*AAN DE SLAG*:
1. Beantwoord over de uitspraak van de beroepscommissie de volgende vragen:
(a) Welk nummer heeft de zaak?
(b) Op welke datum is de uitspraak gedaan?
(c) Op welke dag en op welk tijdstip ging de ordemaatregel in?
2. Zet de alinea uit de uitspraak van de beroepscommissie die begint met "Klager heeft beklag ingesteld" om in een beknopte opsomming van de kernfeiten.
3. Schrijf een vervolg op de uitspraak van de beroepscommissie dat aansluit op de laatste zin.
----- BRONTEKST
Onderwerp: Bezoek-historie

RSJ 20/16773/GA, 25 oktober 2022, beroep
Uitspraakdatum:25-10-2022

Dit onderwerp bevat de volgende rubrieken.

 

Nummer          20/16773/GA

              

Betreft [klager]

Datum 25 oktober 2022

 

Uitspraak van de beroepscommissie van de RSJ op het beroep van [klager] (hierna: klager)

1. De procedure

Klager heeft beklag ingesteld tegen een ordemaatregel van plaatsing in afzondering in een afzonderingscel, met cameratoezicht, vanwege het niet opvolgen van instructies van de sociotherapeut, ingaande op 21 augustus 2020 om 18:00 uur.
----------
----- GEGEVENSFRAGMENTEN
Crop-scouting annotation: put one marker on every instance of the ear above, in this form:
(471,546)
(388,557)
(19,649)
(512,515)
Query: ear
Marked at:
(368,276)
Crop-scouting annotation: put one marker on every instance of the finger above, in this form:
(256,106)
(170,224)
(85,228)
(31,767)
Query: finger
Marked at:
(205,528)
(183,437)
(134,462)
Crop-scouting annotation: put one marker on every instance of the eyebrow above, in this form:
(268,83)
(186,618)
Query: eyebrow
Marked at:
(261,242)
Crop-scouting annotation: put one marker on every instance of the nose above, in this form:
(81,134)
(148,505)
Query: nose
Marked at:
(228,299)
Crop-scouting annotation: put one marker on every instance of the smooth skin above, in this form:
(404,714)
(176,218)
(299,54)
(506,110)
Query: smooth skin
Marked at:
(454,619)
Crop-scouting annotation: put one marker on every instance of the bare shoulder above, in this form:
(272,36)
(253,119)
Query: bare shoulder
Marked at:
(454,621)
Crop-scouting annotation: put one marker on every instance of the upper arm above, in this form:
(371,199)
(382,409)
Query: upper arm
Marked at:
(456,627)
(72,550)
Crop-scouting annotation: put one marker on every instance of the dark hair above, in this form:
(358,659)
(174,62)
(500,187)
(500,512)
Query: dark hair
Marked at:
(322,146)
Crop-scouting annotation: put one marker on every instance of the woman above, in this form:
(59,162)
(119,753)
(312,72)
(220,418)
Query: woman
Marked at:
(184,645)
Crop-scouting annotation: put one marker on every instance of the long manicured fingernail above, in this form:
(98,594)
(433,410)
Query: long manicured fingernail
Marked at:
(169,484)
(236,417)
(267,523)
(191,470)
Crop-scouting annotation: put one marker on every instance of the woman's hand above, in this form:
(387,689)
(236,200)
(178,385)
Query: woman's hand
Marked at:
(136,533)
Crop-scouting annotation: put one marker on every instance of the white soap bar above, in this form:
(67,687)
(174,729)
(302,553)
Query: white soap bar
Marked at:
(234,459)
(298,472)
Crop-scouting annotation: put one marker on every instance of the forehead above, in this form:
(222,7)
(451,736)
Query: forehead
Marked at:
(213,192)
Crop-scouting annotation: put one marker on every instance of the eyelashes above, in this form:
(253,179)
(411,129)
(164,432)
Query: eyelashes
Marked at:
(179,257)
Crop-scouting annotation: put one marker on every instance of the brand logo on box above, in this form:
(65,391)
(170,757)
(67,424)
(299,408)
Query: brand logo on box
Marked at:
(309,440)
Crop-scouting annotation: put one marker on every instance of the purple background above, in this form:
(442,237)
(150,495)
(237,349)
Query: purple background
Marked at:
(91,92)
----------
*UITGEWERKTE OPDRACHTEN*:
1.
(a) 20/16773/GA
(b) 25 oktober 2022
(c) Op 21 augustus 2020 om 18:00 uur

2.
- Klager heeft beklag ingesteld tegen een ordemaatregel.
- De maatregel: plaatsing in afzondering, met cameratoezicht.
- De reden: klager volgde de instructies van de sociotherapeut niet op.
- De maatregel ging in op 21 augustus 2020 om 18:00 uur.

3.
De beklagrechter bij het Centrum voor Transculturele Psychiatrie (CTP) Veldzicht te Balkbrug heeft op 22 december 2020 het beklag ongegrond verklaard (VP-2020-50). De uitspraak van de beklagrechter is bijgevoegd.

Klagers raadsvrouw, mr. J.M. Buchel, heeft namens klager beroep ingesteld tegen deze uitspraak.

De beroepscommissie heeft klager, zijn raadsvrouw en de directeur van het CTP Veldzicht (hierna: de directeur) in de gelegenheid gesteld hun standpunten schriftelijk (nader) toe te lichten.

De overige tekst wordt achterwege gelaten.